▶ _DIRECTION_
Give the data below again, word for word.

Part of a data file
↓↓↓

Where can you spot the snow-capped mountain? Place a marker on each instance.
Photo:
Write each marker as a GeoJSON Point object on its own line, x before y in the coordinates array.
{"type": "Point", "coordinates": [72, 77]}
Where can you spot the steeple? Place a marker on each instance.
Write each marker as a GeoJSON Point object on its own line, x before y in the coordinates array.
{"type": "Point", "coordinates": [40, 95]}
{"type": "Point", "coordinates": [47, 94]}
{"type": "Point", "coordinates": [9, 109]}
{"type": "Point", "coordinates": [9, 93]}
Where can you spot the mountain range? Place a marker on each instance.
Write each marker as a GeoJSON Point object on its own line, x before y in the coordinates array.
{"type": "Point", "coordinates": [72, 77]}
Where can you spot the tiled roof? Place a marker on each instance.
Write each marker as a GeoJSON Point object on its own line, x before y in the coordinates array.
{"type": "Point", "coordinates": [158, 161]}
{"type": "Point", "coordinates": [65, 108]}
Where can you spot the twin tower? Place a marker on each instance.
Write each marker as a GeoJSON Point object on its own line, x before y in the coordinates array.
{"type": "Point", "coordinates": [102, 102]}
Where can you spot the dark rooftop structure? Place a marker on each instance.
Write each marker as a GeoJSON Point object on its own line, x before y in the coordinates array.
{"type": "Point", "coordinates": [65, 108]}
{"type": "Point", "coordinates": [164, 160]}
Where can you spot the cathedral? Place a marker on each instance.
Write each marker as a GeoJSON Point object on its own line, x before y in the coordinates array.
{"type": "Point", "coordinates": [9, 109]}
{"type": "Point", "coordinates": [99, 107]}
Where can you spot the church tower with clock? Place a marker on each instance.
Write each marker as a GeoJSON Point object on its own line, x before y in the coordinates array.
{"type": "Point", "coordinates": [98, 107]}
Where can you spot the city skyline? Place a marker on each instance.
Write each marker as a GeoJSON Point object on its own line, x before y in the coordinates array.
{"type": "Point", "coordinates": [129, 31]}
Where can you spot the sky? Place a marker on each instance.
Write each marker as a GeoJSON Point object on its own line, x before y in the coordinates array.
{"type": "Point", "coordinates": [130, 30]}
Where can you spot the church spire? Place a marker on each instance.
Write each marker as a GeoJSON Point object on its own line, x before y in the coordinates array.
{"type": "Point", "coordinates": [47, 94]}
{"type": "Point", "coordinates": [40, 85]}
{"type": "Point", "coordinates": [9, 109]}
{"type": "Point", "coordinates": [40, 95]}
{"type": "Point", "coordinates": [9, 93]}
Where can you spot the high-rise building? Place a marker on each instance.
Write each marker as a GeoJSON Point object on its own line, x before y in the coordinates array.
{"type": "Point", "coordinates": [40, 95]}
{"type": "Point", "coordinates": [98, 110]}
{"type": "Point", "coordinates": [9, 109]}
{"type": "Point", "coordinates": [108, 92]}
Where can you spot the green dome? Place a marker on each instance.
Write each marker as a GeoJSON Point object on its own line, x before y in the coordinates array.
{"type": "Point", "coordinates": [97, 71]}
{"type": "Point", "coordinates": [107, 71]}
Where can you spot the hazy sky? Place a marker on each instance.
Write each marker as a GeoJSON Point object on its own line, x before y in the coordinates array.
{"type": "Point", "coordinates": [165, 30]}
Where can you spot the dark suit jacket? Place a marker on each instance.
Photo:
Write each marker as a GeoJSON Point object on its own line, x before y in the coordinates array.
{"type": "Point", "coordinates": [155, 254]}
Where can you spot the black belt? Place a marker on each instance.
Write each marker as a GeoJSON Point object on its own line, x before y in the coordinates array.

↑↑↑

▶ _WORKED SOLUTION_
Where can you spot the snow-capped mountain? Place a marker on each instance.
Photo:
Write each marker as a GeoJSON Point object on its own line, x before y in the coordinates array.
{"type": "Point", "coordinates": [72, 77]}
Where can you spot the steeple? Place a marker on each instance.
Write each marker as a GeoJSON Point object on its own line, x before y in the coordinates array.
{"type": "Point", "coordinates": [40, 95]}
{"type": "Point", "coordinates": [47, 94]}
{"type": "Point", "coordinates": [9, 109]}
{"type": "Point", "coordinates": [9, 93]}
Where can you spot the mountain range? Place a marker on each instance.
Write each marker as a GeoJSON Point object on its own line, x before y in the coordinates array.
{"type": "Point", "coordinates": [72, 77]}
Where can you spot the tiled roof? Place a marker on each instance.
Write each marker as a GeoJSON Point object on its own line, x before y in the coordinates array.
{"type": "Point", "coordinates": [158, 161]}
{"type": "Point", "coordinates": [65, 108]}
Where can you spot the twin tower? Place a marker on each instance.
Write each marker as a GeoJSON Point object on its own line, x before y in the coordinates array.
{"type": "Point", "coordinates": [102, 102]}
Where can you spot the dark rooftop structure? Place a marker on each instance.
Write each marker as a GeoJSON Point object on its own line, x before y in the coordinates array.
{"type": "Point", "coordinates": [65, 108]}
{"type": "Point", "coordinates": [164, 160]}
Where can you spot the cathedral? Place a marker on each instance.
Write each marker as a GeoJSON Point object on its own line, x before y in the coordinates array.
{"type": "Point", "coordinates": [9, 109]}
{"type": "Point", "coordinates": [99, 107]}
Where can you spot the church tower with clock? Place a marker on each instance.
Write each marker as a GeoJSON Point object on its own line, x before y in the coordinates array.
{"type": "Point", "coordinates": [98, 107]}
Where can you spot the city skyline? Place a marker on each instance.
Write each marker as a GeoJSON Point object on its own line, x before y in the coordinates array.
{"type": "Point", "coordinates": [129, 31]}
Where can you spot the sky? Place a marker on each instance.
Write each marker as a GeoJSON Point object on its own line, x before y in the coordinates array.
{"type": "Point", "coordinates": [130, 30]}
Where can you spot the church spire? Place a marker on each instance.
Write each marker as a GeoJSON Point object on its own line, x before y in the coordinates array.
{"type": "Point", "coordinates": [47, 94]}
{"type": "Point", "coordinates": [40, 85]}
{"type": "Point", "coordinates": [9, 109]}
{"type": "Point", "coordinates": [40, 95]}
{"type": "Point", "coordinates": [9, 93]}
Where can you spot the high-rise building? Place a marker on each instance.
Write each marker as a GeoJSON Point object on its own line, x before y in the coordinates array.
{"type": "Point", "coordinates": [40, 95]}
{"type": "Point", "coordinates": [98, 110]}
{"type": "Point", "coordinates": [9, 109]}
{"type": "Point", "coordinates": [108, 92]}
Where can you spot the green dome? Place a marker on each instance.
Write each marker as a GeoJSON Point object on its own line, x before y in the coordinates array.
{"type": "Point", "coordinates": [97, 71]}
{"type": "Point", "coordinates": [107, 71]}
Where can you spot the hazy sky? Place a marker on each instance.
Write each marker as a GeoJSON Point object on its own line, x before y in the coordinates array.
{"type": "Point", "coordinates": [165, 30]}
Where can you spot the dark suit jacket? Place a marker on each instance.
Photo:
Write each marker as a GeoJSON Point object on its own line, x before y in the coordinates array.
{"type": "Point", "coordinates": [155, 254]}
Where can you spot the black belt? Place a marker on each instance.
Write each marker as a GeoJSON Point object on its own line, x before y in the coordinates array.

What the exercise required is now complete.